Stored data
########

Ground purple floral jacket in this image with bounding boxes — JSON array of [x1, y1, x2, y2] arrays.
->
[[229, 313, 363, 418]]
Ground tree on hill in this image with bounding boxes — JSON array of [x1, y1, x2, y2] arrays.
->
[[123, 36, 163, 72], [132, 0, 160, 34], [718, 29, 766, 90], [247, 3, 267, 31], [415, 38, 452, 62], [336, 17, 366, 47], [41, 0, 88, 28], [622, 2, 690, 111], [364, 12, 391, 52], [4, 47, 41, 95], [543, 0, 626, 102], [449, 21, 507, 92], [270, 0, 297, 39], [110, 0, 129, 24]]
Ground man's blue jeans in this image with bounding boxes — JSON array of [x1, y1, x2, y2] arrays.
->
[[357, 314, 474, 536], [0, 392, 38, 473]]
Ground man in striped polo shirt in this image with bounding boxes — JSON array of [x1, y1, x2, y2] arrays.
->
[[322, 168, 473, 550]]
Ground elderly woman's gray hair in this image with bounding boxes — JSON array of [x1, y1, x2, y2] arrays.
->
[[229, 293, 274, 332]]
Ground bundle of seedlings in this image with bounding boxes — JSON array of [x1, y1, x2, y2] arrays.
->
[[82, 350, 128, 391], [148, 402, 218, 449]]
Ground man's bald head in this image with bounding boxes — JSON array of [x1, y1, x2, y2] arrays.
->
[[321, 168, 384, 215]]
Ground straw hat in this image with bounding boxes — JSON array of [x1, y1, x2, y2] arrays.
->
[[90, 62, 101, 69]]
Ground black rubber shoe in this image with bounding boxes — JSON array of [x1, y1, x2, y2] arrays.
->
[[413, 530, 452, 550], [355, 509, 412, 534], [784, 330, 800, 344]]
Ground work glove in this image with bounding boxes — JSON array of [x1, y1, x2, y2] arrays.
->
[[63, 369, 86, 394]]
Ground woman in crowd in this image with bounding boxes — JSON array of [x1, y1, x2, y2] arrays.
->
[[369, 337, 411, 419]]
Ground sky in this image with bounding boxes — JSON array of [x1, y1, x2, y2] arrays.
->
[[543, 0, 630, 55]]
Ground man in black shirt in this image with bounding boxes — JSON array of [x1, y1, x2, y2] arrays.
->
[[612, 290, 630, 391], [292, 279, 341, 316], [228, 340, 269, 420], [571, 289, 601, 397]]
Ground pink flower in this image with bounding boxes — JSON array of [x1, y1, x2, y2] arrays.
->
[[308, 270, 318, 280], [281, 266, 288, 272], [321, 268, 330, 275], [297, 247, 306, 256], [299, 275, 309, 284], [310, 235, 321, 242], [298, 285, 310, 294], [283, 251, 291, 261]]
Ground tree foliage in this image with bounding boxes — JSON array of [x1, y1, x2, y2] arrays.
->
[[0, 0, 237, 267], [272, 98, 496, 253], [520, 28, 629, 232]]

########

**What you should do**
Whenever a line in the data above contains the word "shirt", include it in the tally, and report only the final number.

**Answer to the problem**
2